▶ _WRITTEN REQUEST 1_
Write out the records exactly, from their first line up to and including the line with "column 429, row 508".
====== TEXT EXTRACT ======
Mr. Raymond Gravel (Repentigny, BQ):
    I have a short question for Mrs. Anker. You said earlier that it might take an international body to enforce the agreement, that the agreement might be a good thing but that it needs to be reassessed.
    How could we set up an international body that would be recognized by the United States, for example. Would that country accept an international body that might decide that the agreement needs to be amended?
    It seems to me that Canadian policies are too much aligned with those of the United States at the present time. The climate deteriorates more and more. So would it be possible to improve this situation by establishing a body? And who would recognize such an international body?

[English]

Ms. Deborah Anker:
    I don't think the creation of an international body right now is really viable. I think in principle it is the right way to go, but the UNHCR is not in a position to be that body. It is too politically compromised; its funding is completely dependent on donor states; and the United States, frankly, has not shown its willingness to comply with the norms set by international bodies. As I mentioned, the United States right now is opposing the UNHCR even submitting briefs in cases before its own agencies, let alone complying with the interpretation of an international body as to what refugee law is. So until we can establish the independence of such a body—real independence and real compliance of such a body—it's not realistic. I think maybe I wasn't clear on that before.
The Chair:
    Okay, thank you.
    Mr. Wilson, please.
Mr. Blair Wilson (West Vancouver—Sunshine Coast—Sea to Sky Country, Lib.):
    Thank you, and thank you, Professor Anker and Mr. Rico-Martinez, for your testimony today.
    I want to go to what I think is the heart of the matter here. What I've heard from you today and from the questions that have been asked is basically that the safe third country agreement was put into place and came into force in 2004 in order to reduce the duplication in processing, and possibly to get through a backlog of refugees that Canada may have had. I think that was the intent when it was first put forward, and I believe it was based on the fact that at that point in time, Canada and the United States had roughly the same standards for allowing refugees to come into each one of their countries.
     But since that time, your testimony is that things have changed with respect to the policies that the United States is following and that Canada is following, so that there should be an annual review of how consistent the two countries' policies are, and that provided we are applying our standards consistently, then a safe third party agreement would be fair to implement. When the two diverge, that's when we have the problem.
     I think where we're at right now is that Canada, or the government of the day, is basically handing over sovereignty and the control of our refugee policy to the United States and basically saying, whatever your policy is, we're willing to accept it carte blanche.
    Would that be a fair analysis of the situation?
Mr. Francisco Rico-Martinez:
     Let me say that the duplication is not solved by this agreement. Originally, 10 years ago, when the discussion started, it was to avoid duplication and to ban anyone who made a claim in the United States from coming to Canada and then making another claim here. But the agreement doesn't talk in any way about that. I'm not suggesting that you include it, but I am saying that asylum shopping as a very simplistic way of avoiding making a claim in two countries is not addressed by the agreement. Anyway, this agreement stopped the duplication of things.
======
▶ _WRITTEN REQUEST 2_
In the committee transcript, why does Ms. Deborah Anker say the UNHCR is not in a position to be the international body?
====== DATASET EXTRACT ======
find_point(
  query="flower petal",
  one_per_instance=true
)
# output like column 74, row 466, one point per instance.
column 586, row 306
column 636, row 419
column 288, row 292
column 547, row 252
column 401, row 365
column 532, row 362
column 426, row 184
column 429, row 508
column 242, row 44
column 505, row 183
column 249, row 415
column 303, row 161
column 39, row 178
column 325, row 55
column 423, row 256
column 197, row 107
======
▶ _FULL OUTPUT 1_
find_point(
  query="flower petal",
  one_per_instance=true
)
# output like column 74, row 466, one point per instance.
column 586, row 306
column 636, row 419
column 288, row 292
column 547, row 252
column 401, row 365
column 532, row 362
column 426, row 184
column 429, row 508

▶ _FULL OUTPUT 2_
It is too politically compromised, and its funding is completely dependent on donor states.